:: WORK TO BE COMPLETED ::
Swap "rough mask" for "coarse mask" in the lines from the first one through the line containing "positive clicks: (282, 1174)", changing nothing else. Give back only those lines, and leave the pictures out.

:: Stored data entries ::
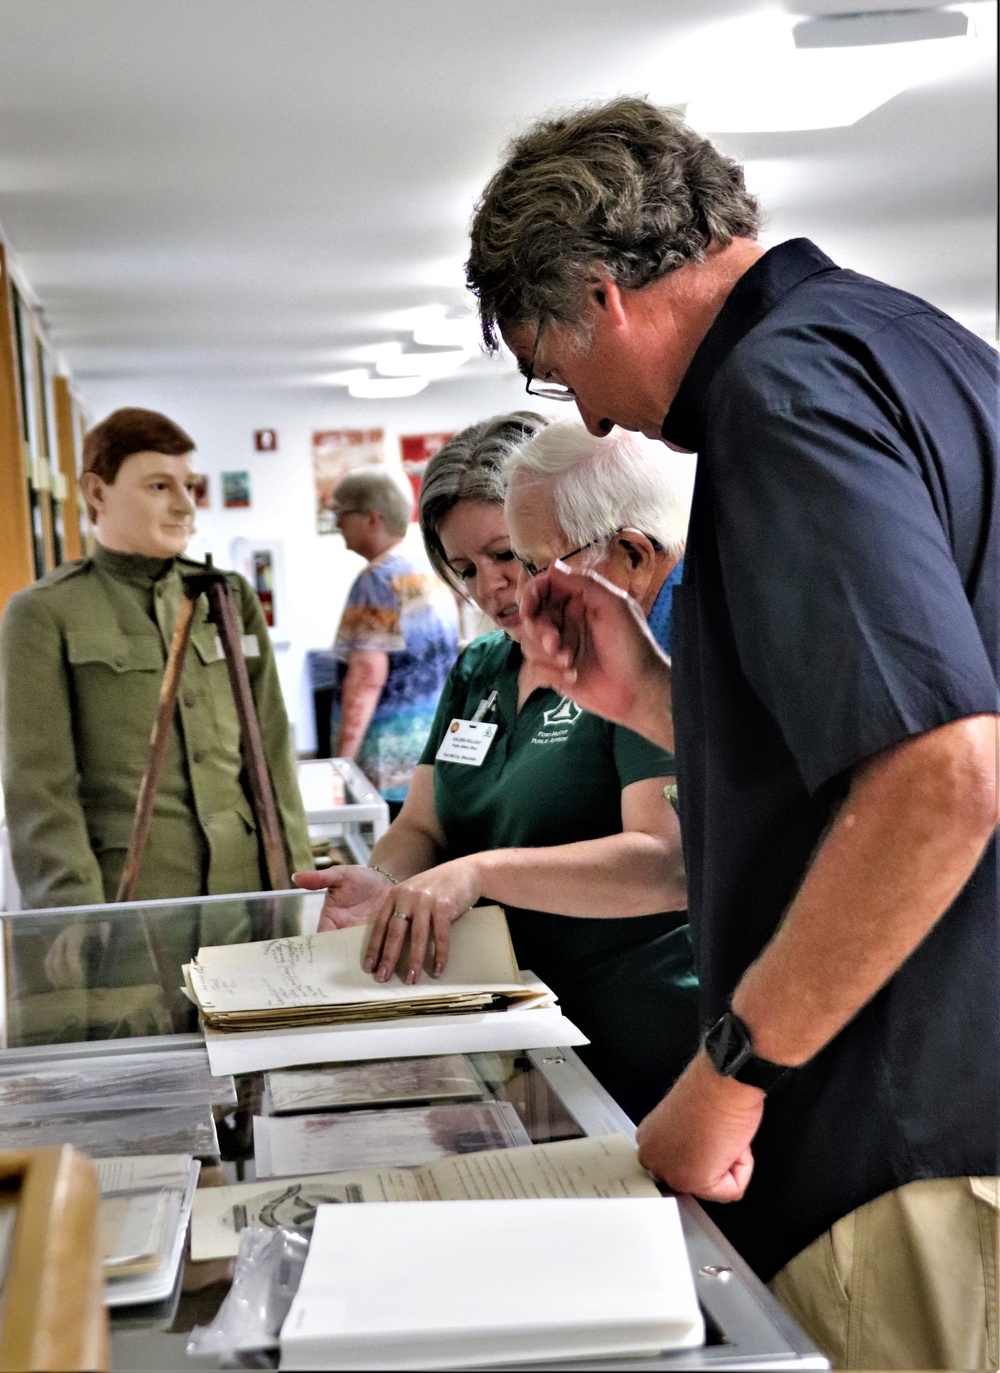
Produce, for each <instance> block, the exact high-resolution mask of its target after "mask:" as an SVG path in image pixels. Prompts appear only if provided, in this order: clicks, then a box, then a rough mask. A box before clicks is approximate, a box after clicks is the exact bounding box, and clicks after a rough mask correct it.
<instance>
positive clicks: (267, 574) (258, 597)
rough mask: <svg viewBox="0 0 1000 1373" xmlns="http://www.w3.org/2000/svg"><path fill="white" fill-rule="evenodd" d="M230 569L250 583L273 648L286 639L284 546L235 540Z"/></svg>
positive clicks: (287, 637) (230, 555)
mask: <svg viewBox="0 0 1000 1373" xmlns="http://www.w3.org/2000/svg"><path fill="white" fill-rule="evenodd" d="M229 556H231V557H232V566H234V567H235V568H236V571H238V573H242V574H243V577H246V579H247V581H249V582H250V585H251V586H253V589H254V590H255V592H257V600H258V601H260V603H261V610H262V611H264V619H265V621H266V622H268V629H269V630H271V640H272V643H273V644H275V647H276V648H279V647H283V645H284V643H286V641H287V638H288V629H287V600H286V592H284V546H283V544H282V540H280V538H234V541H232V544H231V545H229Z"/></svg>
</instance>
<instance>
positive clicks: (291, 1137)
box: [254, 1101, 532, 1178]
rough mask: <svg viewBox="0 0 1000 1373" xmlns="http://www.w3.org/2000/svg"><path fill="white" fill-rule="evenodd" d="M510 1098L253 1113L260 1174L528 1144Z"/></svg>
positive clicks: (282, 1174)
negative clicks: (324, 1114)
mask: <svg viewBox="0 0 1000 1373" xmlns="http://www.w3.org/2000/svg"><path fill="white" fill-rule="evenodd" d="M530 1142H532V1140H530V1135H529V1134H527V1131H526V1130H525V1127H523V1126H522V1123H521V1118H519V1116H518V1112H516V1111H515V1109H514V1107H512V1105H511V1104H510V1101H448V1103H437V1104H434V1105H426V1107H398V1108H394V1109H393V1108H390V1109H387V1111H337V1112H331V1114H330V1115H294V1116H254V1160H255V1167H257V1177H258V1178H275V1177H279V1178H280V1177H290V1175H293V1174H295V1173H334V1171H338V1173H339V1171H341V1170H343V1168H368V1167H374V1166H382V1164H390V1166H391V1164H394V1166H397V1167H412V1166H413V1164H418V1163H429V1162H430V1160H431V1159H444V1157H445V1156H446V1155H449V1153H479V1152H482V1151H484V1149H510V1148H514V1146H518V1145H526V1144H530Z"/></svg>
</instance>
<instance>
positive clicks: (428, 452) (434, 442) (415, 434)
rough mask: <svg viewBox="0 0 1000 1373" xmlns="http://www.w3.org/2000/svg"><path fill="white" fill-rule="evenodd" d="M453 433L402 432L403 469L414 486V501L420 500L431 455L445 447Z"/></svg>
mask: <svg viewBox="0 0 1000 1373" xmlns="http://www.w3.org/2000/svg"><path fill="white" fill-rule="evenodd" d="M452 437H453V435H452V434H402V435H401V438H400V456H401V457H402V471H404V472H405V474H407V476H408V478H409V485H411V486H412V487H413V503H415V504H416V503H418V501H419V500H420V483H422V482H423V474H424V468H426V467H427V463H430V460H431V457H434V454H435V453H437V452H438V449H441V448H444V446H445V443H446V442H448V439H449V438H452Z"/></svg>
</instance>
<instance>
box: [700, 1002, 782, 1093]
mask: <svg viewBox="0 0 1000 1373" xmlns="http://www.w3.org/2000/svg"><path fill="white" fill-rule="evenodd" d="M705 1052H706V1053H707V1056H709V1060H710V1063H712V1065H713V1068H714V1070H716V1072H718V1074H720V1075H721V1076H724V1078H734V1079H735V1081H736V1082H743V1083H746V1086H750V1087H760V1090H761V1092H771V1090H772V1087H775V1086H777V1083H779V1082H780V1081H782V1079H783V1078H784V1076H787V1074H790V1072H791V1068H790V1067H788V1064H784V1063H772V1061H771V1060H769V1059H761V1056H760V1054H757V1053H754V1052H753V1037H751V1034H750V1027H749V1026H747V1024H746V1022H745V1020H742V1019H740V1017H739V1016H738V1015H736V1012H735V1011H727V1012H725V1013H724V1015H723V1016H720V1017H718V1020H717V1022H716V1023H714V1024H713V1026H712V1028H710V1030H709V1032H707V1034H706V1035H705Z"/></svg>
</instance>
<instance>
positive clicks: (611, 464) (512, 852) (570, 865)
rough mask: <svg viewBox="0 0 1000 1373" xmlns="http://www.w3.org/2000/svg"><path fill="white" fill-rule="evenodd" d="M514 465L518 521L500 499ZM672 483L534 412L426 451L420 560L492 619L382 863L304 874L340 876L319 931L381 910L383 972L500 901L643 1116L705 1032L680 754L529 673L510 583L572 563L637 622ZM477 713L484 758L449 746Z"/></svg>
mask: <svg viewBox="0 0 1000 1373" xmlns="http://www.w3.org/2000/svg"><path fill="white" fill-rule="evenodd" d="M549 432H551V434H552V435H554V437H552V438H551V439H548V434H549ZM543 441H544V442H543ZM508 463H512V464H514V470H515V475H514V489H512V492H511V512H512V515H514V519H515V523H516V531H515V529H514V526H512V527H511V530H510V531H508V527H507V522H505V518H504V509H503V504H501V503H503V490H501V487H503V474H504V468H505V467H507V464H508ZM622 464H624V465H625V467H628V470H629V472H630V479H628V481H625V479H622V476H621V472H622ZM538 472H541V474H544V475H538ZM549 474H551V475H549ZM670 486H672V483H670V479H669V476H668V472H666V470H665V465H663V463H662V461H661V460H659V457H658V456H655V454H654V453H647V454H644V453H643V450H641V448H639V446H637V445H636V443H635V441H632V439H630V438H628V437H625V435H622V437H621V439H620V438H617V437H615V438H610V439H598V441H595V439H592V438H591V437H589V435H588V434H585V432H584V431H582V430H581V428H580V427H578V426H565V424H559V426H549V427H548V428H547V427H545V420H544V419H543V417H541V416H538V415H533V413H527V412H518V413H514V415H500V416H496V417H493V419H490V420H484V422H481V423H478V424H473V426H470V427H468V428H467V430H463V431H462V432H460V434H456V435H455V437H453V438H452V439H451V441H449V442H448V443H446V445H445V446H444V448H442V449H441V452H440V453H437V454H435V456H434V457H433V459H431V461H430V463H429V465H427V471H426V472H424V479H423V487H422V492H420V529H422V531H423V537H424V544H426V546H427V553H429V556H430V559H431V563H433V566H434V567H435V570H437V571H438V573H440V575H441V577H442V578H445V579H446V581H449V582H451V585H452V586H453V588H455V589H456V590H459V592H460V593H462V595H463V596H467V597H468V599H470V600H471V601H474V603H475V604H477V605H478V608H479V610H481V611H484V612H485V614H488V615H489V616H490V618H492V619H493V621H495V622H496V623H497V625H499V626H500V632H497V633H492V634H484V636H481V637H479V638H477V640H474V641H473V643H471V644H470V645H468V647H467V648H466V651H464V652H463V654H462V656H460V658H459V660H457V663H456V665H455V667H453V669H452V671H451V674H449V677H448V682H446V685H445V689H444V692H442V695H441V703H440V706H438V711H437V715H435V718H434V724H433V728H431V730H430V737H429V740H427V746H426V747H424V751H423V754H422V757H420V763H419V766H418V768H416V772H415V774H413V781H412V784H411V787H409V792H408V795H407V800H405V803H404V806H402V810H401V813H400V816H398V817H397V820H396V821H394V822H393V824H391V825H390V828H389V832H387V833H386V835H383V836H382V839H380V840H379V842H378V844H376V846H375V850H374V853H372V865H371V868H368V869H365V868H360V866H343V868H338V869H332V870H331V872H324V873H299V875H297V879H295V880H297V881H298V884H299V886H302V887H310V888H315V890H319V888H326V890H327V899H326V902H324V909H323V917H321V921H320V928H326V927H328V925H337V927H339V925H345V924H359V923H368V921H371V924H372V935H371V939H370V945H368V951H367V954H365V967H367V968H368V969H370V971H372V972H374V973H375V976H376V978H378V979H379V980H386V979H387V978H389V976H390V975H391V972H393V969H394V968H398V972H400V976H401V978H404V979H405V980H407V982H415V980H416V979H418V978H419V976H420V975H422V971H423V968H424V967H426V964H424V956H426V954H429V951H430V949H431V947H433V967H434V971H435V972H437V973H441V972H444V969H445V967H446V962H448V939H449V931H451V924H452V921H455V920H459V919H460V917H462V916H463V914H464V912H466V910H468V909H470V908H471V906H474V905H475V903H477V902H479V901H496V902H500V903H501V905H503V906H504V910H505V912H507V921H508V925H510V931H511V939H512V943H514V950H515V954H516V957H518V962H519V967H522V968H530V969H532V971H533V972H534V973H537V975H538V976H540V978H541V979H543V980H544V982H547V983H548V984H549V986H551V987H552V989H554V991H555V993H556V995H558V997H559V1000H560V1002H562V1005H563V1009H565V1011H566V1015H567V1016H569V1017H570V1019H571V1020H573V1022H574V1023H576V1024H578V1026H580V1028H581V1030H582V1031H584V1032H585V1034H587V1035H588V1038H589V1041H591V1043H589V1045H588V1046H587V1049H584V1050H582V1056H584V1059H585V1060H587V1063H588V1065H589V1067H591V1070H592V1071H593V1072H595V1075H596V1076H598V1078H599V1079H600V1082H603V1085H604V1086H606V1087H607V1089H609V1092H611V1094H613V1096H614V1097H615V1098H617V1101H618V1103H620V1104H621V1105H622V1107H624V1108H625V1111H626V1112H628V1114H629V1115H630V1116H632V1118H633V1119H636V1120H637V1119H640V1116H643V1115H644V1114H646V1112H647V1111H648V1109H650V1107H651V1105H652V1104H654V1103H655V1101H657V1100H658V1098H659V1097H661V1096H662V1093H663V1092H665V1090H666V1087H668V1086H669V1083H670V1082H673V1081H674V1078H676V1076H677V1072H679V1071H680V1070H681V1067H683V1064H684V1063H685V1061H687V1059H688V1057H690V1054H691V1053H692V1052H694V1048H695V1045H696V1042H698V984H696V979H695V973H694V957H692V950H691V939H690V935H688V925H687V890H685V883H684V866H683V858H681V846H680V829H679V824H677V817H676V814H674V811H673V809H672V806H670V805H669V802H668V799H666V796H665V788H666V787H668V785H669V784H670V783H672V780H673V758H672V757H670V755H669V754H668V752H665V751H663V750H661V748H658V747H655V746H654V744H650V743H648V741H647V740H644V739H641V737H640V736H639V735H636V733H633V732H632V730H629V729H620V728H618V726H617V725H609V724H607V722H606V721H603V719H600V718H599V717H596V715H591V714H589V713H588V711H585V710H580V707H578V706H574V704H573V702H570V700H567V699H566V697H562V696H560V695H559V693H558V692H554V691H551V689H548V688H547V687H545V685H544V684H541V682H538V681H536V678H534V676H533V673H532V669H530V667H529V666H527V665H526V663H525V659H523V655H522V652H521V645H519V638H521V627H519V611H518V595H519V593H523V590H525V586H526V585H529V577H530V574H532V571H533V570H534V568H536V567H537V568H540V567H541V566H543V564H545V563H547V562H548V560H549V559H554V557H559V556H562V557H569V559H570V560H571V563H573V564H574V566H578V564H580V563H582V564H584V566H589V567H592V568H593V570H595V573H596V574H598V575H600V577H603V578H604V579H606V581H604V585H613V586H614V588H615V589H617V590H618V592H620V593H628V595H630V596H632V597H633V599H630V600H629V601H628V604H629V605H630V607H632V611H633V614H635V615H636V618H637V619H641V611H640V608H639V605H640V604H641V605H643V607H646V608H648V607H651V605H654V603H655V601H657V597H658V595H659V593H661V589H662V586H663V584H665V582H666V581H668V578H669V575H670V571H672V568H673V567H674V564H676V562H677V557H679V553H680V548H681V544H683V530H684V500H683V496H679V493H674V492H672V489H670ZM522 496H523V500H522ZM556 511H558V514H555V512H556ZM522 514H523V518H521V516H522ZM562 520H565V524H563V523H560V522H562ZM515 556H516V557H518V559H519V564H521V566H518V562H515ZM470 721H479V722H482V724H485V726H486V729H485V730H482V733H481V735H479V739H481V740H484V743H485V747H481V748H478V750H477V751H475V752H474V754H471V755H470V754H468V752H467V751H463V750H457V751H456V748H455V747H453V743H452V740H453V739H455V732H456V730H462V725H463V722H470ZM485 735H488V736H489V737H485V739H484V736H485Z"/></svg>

:: RESPONSE TO THIS EXERCISE ::
Produce, for each <instance> block, the exact high-resolution mask of its target after "mask:" as an SVG path in image pixels. Prompts appear only if provided, in this order: clicks, then a box, then a coarse mask. A box before clicks is approximate, a box after clicks is the exact bounding box, and clicks after a coarse mask correct it.
<instance>
positive clicks: (267, 574) (258, 597)
coarse mask: <svg viewBox="0 0 1000 1373" xmlns="http://www.w3.org/2000/svg"><path fill="white" fill-rule="evenodd" d="M230 569L250 583L273 648L286 639L284 546L235 540Z"/></svg>
positive clicks: (287, 637) (230, 555)
mask: <svg viewBox="0 0 1000 1373" xmlns="http://www.w3.org/2000/svg"><path fill="white" fill-rule="evenodd" d="M229 556H231V557H232V566H234V567H235V568H236V571H238V573H242V574H243V577H246V579H247V581H249V582H250V585H251V586H253V589H254V590H255V592H257V600H258V601H260V603H261V610H262V611H264V619H265V621H266V622H268V629H269V630H271V640H272V643H273V644H275V647H276V648H279V647H283V645H284V643H286V641H287V638H288V629H287V600H286V592H284V546H283V544H282V540H280V538H234V541H232V544H231V545H229Z"/></svg>
</instance>
<instance>
positive clicks: (291, 1137)
box: [254, 1101, 532, 1178]
coarse mask: <svg viewBox="0 0 1000 1373" xmlns="http://www.w3.org/2000/svg"><path fill="white" fill-rule="evenodd" d="M510 1098L253 1113L260 1174L528 1144Z"/></svg>
positive clicks: (282, 1174)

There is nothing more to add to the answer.